Start of Reading passage

Written by Alex De Campi
Art by Al Barrionuevo, Pop Mhan, Bryan Valenza, and Tom Napolitano
Edited by Joseph Illidge and Desiree Rodriguez
Published by Lion Forge Comics

Release Date: April 11, 2018

Magnus just barely escaped capture post-hospital break. So of course the first thing he does is beat feet to a very, very public nightclub. Along the way, however, he manages to save a very important life — and almost get caught all over again.

Magnus Attarian is a trip, man.

Somehow, after six issues, and countless annoying witticisms and bad behaviors, the Astonisher himself has managed to… make me like him?

Or rather, writer Alex De Campi has managed to make me much more sympathetic to Magnus’s flaws and able to take a prolonged peek at the vulnerabilities behind that scarred, but otherwise rich boy pretty shell.

Make no mistake. Magnus is an ass, and De Campi doesn’t shy away from that fact. But in issue #6, not only do we see his soft side — we also get to see him actually hitting a humble low as a result.

In terms of the former, it’s not saving Isabella’s life that illustrates Magnus’s magnanimity (heh). Anyone with even a sliver of a conscience should have done what he did. It’s the afterward, the comfort between them that he goes out of his way to extend that peels back the layer for me.

And in terms of the latter — Magnus’s own humbling moment at the end of the issue — it’s a rare time among a group of people that the hero in question doesn’t try to front or project. His apology and subsequent realization of the importance of what he’d done for Isabella is such a critical three-panel moment.

End of Reading passage
Start of Information

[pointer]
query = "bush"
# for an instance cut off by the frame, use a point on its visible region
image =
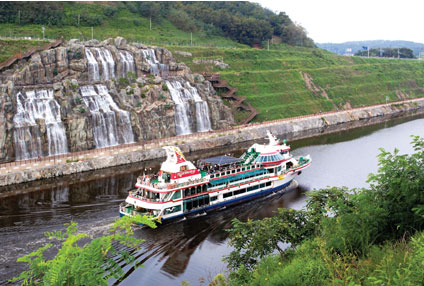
(78, 263)
(109, 11)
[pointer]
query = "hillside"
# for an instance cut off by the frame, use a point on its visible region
(283, 82)
(357, 46)
(289, 81)
(206, 23)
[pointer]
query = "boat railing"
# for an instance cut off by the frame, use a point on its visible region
(302, 161)
(236, 183)
(168, 186)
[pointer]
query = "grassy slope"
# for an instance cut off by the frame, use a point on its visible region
(124, 23)
(10, 47)
(271, 80)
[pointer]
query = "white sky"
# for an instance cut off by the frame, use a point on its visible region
(338, 21)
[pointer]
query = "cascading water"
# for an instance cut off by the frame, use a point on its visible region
(127, 60)
(107, 130)
(108, 64)
(202, 111)
(37, 106)
(182, 108)
(156, 68)
(124, 123)
(182, 97)
(93, 66)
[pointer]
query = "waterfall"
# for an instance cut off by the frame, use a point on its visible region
(202, 111)
(108, 130)
(127, 60)
(124, 123)
(182, 108)
(93, 66)
(182, 97)
(108, 64)
(36, 106)
(156, 68)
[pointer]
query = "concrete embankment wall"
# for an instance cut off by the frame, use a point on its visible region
(290, 129)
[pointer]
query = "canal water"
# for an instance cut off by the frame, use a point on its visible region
(189, 250)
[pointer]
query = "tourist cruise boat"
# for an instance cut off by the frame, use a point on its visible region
(181, 189)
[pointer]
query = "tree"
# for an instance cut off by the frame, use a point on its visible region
(399, 189)
(93, 263)
(253, 240)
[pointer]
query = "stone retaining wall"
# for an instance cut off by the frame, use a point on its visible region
(297, 128)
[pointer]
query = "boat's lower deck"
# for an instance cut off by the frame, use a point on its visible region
(126, 210)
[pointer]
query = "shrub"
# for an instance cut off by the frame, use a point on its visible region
(131, 76)
(79, 263)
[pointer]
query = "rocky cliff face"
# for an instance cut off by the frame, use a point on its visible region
(101, 94)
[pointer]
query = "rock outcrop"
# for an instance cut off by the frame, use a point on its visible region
(135, 78)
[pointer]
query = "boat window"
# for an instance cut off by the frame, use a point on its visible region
(228, 195)
(172, 210)
(176, 195)
(186, 192)
(195, 203)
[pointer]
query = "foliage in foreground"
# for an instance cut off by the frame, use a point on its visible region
(343, 237)
(93, 263)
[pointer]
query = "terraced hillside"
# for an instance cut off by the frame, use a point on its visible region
(11, 47)
(289, 81)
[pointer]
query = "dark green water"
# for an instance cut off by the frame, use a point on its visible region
(192, 249)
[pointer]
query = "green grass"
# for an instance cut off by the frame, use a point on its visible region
(9, 47)
(272, 82)
(124, 23)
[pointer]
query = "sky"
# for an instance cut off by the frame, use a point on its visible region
(338, 21)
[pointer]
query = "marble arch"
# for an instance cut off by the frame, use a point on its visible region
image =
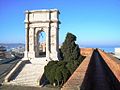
(37, 21)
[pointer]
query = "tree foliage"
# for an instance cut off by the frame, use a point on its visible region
(69, 48)
(58, 72)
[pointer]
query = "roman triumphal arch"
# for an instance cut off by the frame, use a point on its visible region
(37, 21)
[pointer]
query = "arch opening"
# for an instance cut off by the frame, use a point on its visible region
(41, 42)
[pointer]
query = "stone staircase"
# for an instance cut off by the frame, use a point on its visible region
(30, 75)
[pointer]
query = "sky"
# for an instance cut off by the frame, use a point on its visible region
(96, 23)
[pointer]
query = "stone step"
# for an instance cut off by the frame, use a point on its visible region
(29, 75)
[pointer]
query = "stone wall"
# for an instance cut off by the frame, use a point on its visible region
(112, 64)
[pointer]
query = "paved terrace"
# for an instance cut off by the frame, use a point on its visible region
(99, 71)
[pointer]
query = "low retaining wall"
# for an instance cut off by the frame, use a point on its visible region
(114, 66)
(75, 81)
(15, 70)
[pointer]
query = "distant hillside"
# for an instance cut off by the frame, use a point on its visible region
(12, 45)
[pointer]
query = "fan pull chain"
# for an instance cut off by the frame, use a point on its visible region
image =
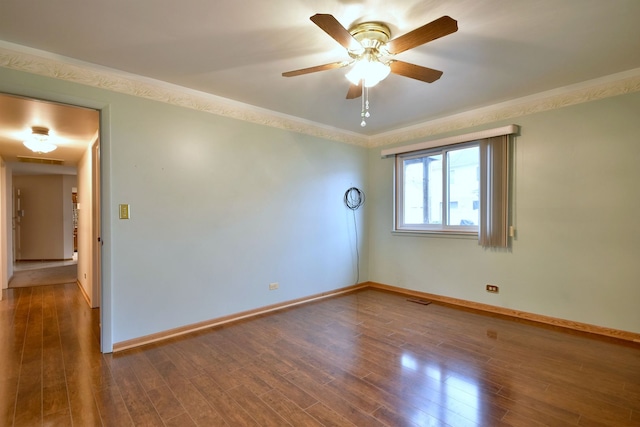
(365, 105)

End of Information

Task to carry out:
Decide whether each statement agrees with the comic review, answering yes or no and quoting the words of the review that settle it. (a) The issue was published by Lion Forge Comics. (b) The reviewer holds that saving Isabella's life is what shows Magnus's magnanimity. (c) Magnus's humbling moment comes at the start of the issue.

Your solution:
(a) Yes: "Published by Lion Forge Comics"
(b) No: "it’s not saving Isabella’s life that illustrates Magnus’s magnanimity"
(c) No: "Magnus’s own humbling moment at the end of the issue"